Schreib den unten stehenden Text über Leipziger Gedenkorte für die Novemberpogrome nach seinem letzten Satz weiter.

QUELLENAUSZUG:
>>>

Neben dem Gedenkensemble an der Gottschedstraße erinnern in Leipzig weitere Gedenktafeln an den historischen Kontext der Novemberpogrome von 1938:

  • Gedenktafel Otto-Schill-Straße/Apels Garten, erinnert an die 1922 geweihte Ez-Chaim-Synagoge;
  • Gedenkstein Parthenstraße, erinnert an die Drangsalierung von als Juden verfolgten Menschen im Parthengraben;
  • Gedenktafel an der ehemaligen Volks- und Höhere Israelitische Schule (Gustav-Adolf-Straße 7, Carlebach-Schule), die während des Pogroms ebenfalls in Brand gesetzt wurde. Der Brand konnte allerdings gelöscht werden. Die von Gerd Nawroth entworfene Tafel wurde 1988 enthüllt;
  • Gedenktafel am ehemaligen Kaufhaus Bamberger & Hertz, Augustusplatz/Ecke Goethestraße, das während des Pogroms ausbrannte.

Literaturhinweis: Braun, Jens (Red.): Stätten des Gedenkens für Verfolgte und Opfer der nationalsozialistischen Gewaltherrschaft und für antifaschistische Widerstandskämpfer in und um Leipzig, Schkeuditz 2006.

Steinernes Gedenken (5): Leere Stühle in Leipzig

Die Gedenkstele von 1966 erschien nach der Wiedervereinigung vielen der in Leipzig für die Erinnerungsarbeit Verantwortlichen nicht mehr zeitgemäß. Schon 1994 hatte die Leipziger Stadtversammlung beschlossen, einen neuen Gedenkort zu schaffen. Nach Verhandlungen von Stadt und Israelitischer Religionsgemeinde wurde das Areal um die Stele herum ab 1999 umgestaltet.

Leere Stühle

Auf dem nachgezeichneten Grundriss der ehemaligen Synagoge symbolisieren 140 leere Stühle aus Bronze das, was mit dem Pogrom und der Schoa aus Leipzig herausgerissen wurde. Die von einer Mauer mit mehrsprachigen Gedenkworten und Informationen zur Geschichte der ehemaligen Synagoge umrahmte Anlage wurde von Anna Dilengite und Sebastian Helm gestaltet und am 24. Juni 2001 eingeweiht.

<<<

DATENZEILEN:

>>>

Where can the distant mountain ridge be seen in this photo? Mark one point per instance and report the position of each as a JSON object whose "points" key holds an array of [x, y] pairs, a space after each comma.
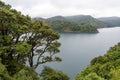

<<<

ANTWORT:
Steinernes Gedenken (4): Eine Gedenkstele in Leipzig

In Leipzig wurde bereits am 10. November 1966 ein Gedenkstein am Standort der ehemaligen Synagoge in der Gottschedstraße eingeweiht. Das ‚Nachrichtenblatt‘ der jüdischen Gemeinden in der DDR berichtete, dass das von Hans-Joachim Förster gestaltete Mahnmal an die 14.000 ermordeten jüdischen Bürger Leipzigs erinnere.

Inschrift

Die deutsche Inschrift des Steins lautet:

[Seite 1]
Gedenkt
Hier wurde am
November 1938
die grosse Synagoge
der Israelitischen
Religionsgemeinde
zu Leipzig durch
Brandstiftung
faschistischer
Horden zerstört
Vergesst es nicht

[Seite 2]
In der
Stadt Leipzig
fielen 14000
Bürger
jüdischen
Glaubens dem
faschistischen Terror
zum Opfer

Ergänzt werden die Inschriften durch eine hebräische Inschrift, die ebenfalls auf die 14.000 ermordeten Verfolgten aus Leipzig verweist.

Steinernes Gedenken (3): Eine Gedenkstele in Chemnitz

In Chemnitz wurde am 13. November 1988 im Rahmen der Feierlichkeiten um den 50. Jahrestag der Novemberpogrome am Stephansplatz, dem ehemaligen Standort der Chemnitzer Synagoge, eine Stele des Künstlers Volker Beier eingeweiht. Die Stele, aus Rochlitzer Porphyr, zeigt an ihrer Spitze die einstürzende Synagoge.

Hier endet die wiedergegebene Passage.